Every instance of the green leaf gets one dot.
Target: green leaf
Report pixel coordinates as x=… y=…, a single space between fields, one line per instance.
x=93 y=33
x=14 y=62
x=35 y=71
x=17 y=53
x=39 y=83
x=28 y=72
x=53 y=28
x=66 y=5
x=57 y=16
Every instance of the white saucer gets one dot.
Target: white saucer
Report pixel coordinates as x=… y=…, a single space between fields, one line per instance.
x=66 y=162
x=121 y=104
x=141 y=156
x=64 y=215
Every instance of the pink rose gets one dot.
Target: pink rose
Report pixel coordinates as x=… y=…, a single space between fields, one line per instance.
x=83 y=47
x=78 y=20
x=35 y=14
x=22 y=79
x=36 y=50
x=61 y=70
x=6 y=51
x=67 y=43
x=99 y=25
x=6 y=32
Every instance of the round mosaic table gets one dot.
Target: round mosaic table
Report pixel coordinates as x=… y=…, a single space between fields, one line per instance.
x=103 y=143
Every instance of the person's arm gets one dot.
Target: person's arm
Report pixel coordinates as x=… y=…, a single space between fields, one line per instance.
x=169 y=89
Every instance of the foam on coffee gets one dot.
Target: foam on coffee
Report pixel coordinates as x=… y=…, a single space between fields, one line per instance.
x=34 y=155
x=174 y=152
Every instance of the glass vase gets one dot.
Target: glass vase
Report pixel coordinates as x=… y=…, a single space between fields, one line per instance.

* * *

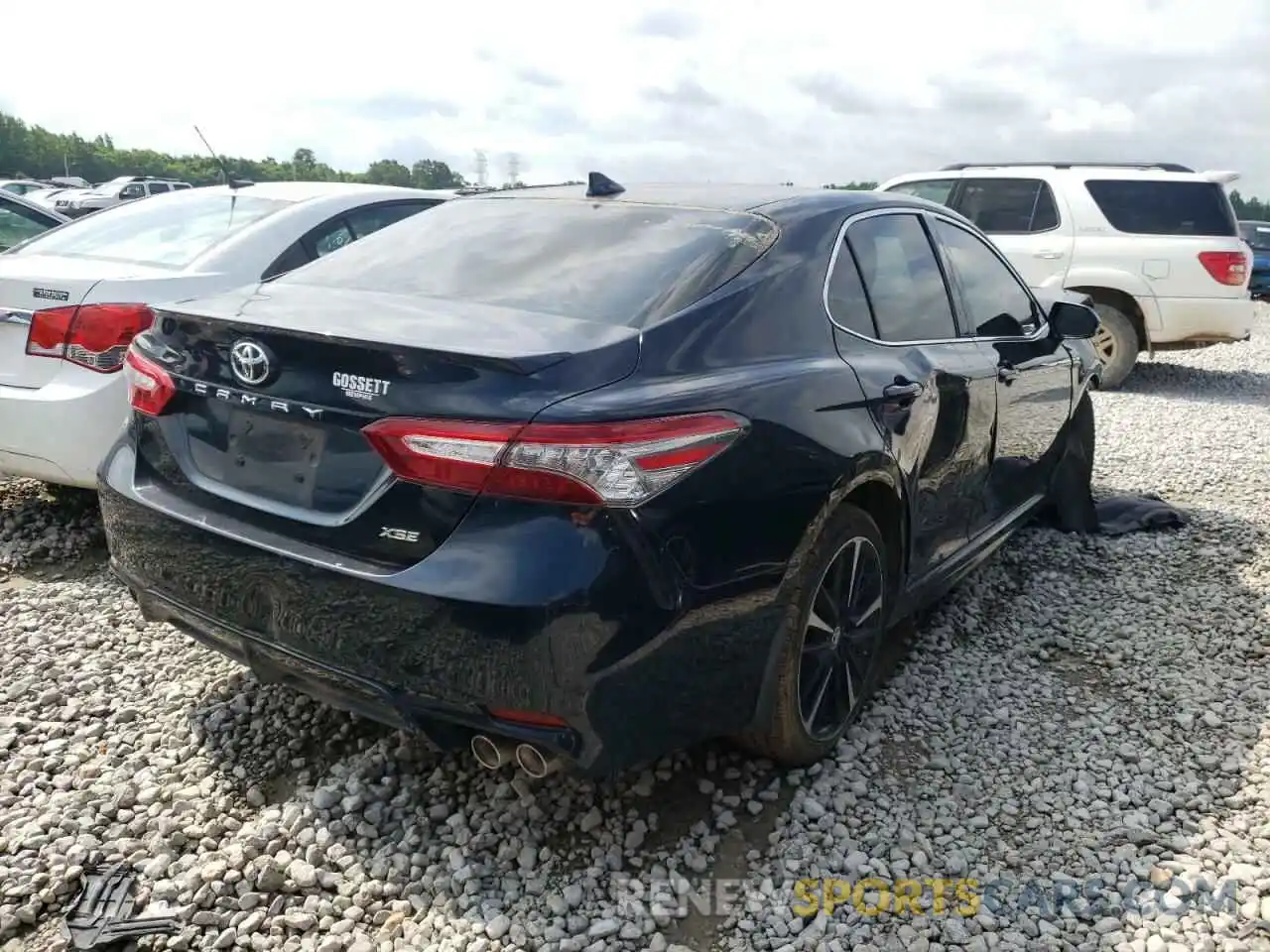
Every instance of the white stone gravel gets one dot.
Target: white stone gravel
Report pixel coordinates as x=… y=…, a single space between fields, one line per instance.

• _Task item_:
Scan the records above for the lines holding "Every instance of the pink rose gets one dot." and "Target: round mosaic table". Transcribe those two and every line between them word for word, and no others.

• _Output for this exercise_:
Every instance of the pink rose gets one dot.
Target: pink rose
Report pixel coordinates as x=… y=…, a single space between fields, one line per instance.
x=83 y=47
x=78 y=20
x=35 y=14
x=22 y=79
x=36 y=50
x=61 y=70
x=6 y=51
x=67 y=43
x=99 y=25
x=6 y=32
Every instance of the round mosaic table gets one dot.
Target: round mosaic table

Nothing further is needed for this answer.